PROBLEM REQUIREMENTS:
Below are the records; output them exactly from the first line through the line with "MULTIPOLYGON (((154 156, 128", stopping there.

RECORDS PROVIDED:
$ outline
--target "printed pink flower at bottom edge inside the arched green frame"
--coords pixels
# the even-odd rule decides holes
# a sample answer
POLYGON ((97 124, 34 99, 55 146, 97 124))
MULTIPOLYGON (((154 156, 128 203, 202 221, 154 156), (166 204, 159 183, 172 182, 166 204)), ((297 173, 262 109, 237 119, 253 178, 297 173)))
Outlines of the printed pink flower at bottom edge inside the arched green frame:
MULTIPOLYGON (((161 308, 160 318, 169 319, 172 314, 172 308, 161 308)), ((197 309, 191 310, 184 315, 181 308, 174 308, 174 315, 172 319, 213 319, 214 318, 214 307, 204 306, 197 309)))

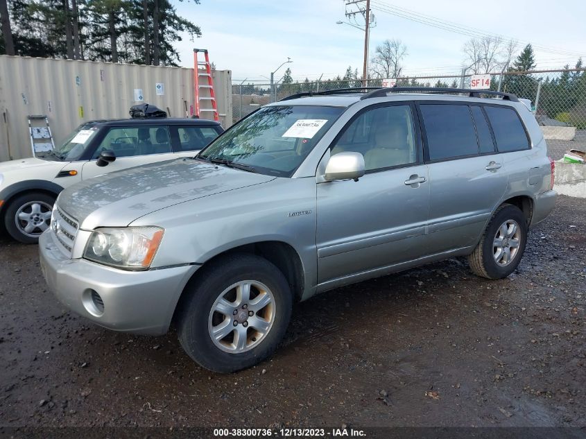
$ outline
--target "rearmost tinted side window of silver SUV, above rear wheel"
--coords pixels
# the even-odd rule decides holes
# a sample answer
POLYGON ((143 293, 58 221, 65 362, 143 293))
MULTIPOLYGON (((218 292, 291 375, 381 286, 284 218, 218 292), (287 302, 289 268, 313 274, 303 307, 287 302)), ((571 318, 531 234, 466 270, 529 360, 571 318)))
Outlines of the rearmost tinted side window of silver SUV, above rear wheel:
POLYGON ((529 148, 523 124, 515 110, 492 106, 486 106, 484 110, 492 126, 499 152, 506 153, 507 151, 529 148))

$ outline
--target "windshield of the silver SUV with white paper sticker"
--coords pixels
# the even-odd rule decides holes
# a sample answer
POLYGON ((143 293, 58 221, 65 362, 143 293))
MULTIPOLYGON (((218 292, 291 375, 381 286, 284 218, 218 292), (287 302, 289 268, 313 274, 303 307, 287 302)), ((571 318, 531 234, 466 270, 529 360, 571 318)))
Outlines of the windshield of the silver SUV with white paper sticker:
POLYGON ((291 177, 343 110, 313 105, 261 108, 227 130, 197 158, 291 177))

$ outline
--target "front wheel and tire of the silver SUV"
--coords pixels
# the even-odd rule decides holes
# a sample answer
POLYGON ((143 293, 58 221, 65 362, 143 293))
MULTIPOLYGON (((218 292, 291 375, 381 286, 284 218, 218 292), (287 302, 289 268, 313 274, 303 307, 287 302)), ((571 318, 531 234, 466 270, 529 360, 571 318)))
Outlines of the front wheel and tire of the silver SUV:
POLYGON ((184 294, 179 341, 191 359, 221 373, 250 368, 273 354, 293 307, 283 273, 266 259, 245 253, 227 255, 202 268, 184 294), (245 298, 247 283, 250 300, 240 300, 245 298), (216 330, 219 335, 214 341, 216 330))

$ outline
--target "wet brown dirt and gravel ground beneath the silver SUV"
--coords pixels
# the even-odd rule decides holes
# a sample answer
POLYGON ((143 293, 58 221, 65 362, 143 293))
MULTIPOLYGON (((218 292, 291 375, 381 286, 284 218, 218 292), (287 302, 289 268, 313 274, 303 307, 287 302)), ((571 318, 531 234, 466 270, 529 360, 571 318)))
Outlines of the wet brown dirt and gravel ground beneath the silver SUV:
POLYGON ((508 279, 450 259, 325 293, 232 375, 69 313, 37 246, 0 239, 0 279, 3 427, 586 426, 586 199, 558 198, 508 279))

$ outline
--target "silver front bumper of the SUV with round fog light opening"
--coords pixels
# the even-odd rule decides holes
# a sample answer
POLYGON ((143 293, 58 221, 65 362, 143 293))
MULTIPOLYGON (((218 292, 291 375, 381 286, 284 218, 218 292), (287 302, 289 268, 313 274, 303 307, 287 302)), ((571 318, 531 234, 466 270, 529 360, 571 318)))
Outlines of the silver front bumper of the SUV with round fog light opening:
POLYGON ((62 304, 98 325, 136 334, 167 332, 184 286, 198 268, 126 271, 69 259, 50 230, 40 236, 39 254, 43 276, 62 304), (101 297, 103 311, 94 306, 92 291, 101 297))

ANSWER SECTION:
$ outline
--target "printed pink flower at bottom edge inside the arched green frame"
--coords pixels
# the even-odd rule decides holes
# a sample answer
POLYGON ((97 124, 34 99, 55 146, 97 124))
MULTIPOLYGON (((154 156, 128 203, 202 221, 154 156), (166 204, 159 183, 172 182, 166 204)), ((297 173, 262 109, 237 119, 253 178, 297 173)))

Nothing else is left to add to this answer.